▶ Record set

☆ ☆ ☆ ☆ ☆ ☆ ☆

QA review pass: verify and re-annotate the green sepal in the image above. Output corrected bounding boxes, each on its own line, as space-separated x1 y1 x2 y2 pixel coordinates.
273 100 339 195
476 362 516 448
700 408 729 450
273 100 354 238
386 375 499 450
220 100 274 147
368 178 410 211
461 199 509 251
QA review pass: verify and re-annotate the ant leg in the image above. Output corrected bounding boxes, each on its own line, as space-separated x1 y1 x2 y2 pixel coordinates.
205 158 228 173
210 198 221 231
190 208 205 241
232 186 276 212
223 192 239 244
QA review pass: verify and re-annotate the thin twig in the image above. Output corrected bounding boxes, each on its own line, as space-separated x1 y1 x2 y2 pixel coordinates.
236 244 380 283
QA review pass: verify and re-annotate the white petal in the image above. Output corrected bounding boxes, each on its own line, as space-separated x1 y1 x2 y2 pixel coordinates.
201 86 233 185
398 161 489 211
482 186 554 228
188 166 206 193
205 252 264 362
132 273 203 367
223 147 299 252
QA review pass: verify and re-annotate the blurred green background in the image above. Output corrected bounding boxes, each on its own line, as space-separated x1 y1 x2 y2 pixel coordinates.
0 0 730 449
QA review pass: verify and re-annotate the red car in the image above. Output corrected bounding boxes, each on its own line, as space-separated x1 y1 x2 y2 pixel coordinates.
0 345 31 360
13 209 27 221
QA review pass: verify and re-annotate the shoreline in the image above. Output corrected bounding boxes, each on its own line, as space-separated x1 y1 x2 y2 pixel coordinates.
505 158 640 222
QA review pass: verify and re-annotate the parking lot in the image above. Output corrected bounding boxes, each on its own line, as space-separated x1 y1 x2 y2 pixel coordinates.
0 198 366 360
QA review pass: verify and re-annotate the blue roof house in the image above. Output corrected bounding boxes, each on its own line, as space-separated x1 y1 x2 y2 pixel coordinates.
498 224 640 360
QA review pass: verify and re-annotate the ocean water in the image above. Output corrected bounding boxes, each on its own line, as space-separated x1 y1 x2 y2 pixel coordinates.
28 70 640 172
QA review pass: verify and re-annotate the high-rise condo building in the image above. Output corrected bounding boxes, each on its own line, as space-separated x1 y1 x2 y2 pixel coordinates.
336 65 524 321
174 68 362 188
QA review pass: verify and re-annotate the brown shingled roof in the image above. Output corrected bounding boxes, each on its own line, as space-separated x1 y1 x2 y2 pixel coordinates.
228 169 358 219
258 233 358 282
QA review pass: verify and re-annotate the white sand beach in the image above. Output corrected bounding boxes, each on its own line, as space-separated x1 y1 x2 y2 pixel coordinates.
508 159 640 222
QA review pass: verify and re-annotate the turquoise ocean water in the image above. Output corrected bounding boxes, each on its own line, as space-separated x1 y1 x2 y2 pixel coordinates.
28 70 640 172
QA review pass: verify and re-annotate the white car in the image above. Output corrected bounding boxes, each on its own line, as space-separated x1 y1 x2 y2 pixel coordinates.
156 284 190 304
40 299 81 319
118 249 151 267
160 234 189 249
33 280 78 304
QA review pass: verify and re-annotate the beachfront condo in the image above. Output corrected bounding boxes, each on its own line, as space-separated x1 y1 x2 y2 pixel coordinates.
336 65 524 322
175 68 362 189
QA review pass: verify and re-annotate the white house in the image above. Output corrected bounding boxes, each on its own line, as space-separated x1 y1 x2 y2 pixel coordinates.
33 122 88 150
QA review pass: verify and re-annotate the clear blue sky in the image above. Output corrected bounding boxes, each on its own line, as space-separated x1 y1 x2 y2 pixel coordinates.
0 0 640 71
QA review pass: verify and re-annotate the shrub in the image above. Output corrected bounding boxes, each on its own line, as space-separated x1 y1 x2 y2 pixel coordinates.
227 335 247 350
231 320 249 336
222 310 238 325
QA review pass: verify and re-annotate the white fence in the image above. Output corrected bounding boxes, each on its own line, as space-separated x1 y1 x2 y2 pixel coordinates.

☆ ☆ ☆ ☆ ☆ ☆ ☆

▶ Set exercise
Write out all of the material above again, word for word, with nothing added, dropped, or changed.

▶ Response for this exercise
QA review pass: verify and re-annotate the green sepal in the image above. Output corrected bounding boxes, each on its own line, as space-separated x1 y1 x2 y2 pixel coordinates.
273 100 339 195
476 362 516 448
700 408 729 450
273 100 354 238
386 375 499 450
220 100 274 147
368 178 410 211
461 199 509 251
QA review pass: verify and re-annotate the ant leg in the image above. Output corrected bounding boxes, each on its own line, as space-separated x1 y1 x2 y2 pixel coordinates.
205 158 228 173
210 198 221 231
190 208 205 241
232 186 276 212
223 192 239 244
QA review pass: verify and re-annotate the thin twig in the image above. Output corrected bounding boxes, each on its own line, as space-separated x1 y1 x2 y2 pixel coordinates.
236 244 380 283
QA review pass: verify and re-annotate the white petal in the image above. Output corrected bounding boxes, each on its own line, as space-separated x1 y1 x2 y2 pixel coordinates.
201 86 233 185
398 161 489 211
482 186 554 228
188 166 206 193
205 252 264 362
132 273 203 367
223 147 299 252
QA review pass: verify and re-annotate the blurred green background in the image above. Output corrected bounding boxes, each on its own line, as space-separated x1 y1 x2 y2 pixel coordinates.
0 0 730 449
QA review pass: verify and re-annotate the red car in the image above. Output corrected bounding boxes, each on its own line, as space-separated x1 y1 x2 y2 pixel coordinates.
0 345 31 360
13 209 27 221
QA review pass: verify and re-annotate the shoreline in the image above. Output corrected bounding boxes, each on its own line, as space-separated x1 y1 x2 y2 pixel coordinates.
505 158 640 222
QA review pass: verify and re-annotate the parking lot in the image above. Output corrected bounding boxes, each on its own line, as space-separated x1 y1 x2 y2 pixel coordinates.
0 198 366 360
QA review pass: verify and re-annotate the blue roof house in the image above. Output corrected bounding boxes, each on its own line, as space-separated x1 y1 x2 y2 pixel coordinates.
498 224 640 360
QA review pass: verify and re-annotate the ocean water in the image above. Output corrected bounding boxes, each on its own line, as space-separated x1 y1 x2 y2 pixel coordinates.
28 70 640 172
QA review pass: verify and re-annotate the high-rise condo building in the image above. Output corrected bounding boxes, each on its own line, as space-separated x1 y1 x2 y2 pixel coordinates.
336 65 524 321
174 68 362 188
QA review pass: verify and re-annotate the brown shingled roof in the image above. Output corrected bounding boxes, each on its own line, as space-separated x1 y1 x2 y2 pixel coordinates.
228 169 358 219
258 233 358 282
QA review pass: verify and re-annotate the white sand beach in the image above. Output corrected bounding boxes, each on its own line, as space-separated x1 y1 x2 y2 pixel coordinates.
508 159 640 222
QA review pass: verify and re-annotate the turquoise ocean water in the image above. Output corrected bounding boxes, each on its own line, as space-separated x1 y1 x2 y2 pixel coordinates.
28 70 640 172
QA review pass: verify and re-annotate the white car in the image above. Output corrected bounding boxes, each on its own line, as space-separated x1 y1 x2 y2 pixel coordinates.
156 284 190 304
40 299 81 319
118 249 151 267
160 234 189 249
33 280 78 304
QA review pass: verify and re-annotate the beachfront condo in the image above. Output corrected bounding boxes, each on its own line, as space-separated x1 y1 x2 y2 pixel coordinates.
336 65 524 322
175 68 362 189
QA review pass: verify and re-annotate the white house in the image above. Output corrected bounding boxes, each on its own line, as space-separated x1 y1 x2 y2 pixel coordinates.
33 122 88 150
QA review pass: verify and re-annotate the clear blue sky in the image above. Output corrected bounding boxes, each on its own line, as space-separated x1 y1 x2 y2 pixel coordinates.
0 0 640 71
QA review pass: verify and re-annotate the shrub in the image above. Output corrected bounding boxes, each on its own line, as space-separated x1 y1 x2 y2 pixel coordinates.
227 335 247 350
231 320 249 336
222 310 238 325
QA review pass: verify and re-annotate the white fence in the image above. Output corrected bounding boxes, each on its own line, as space-separated x1 y1 x2 y2 pixel coordinates.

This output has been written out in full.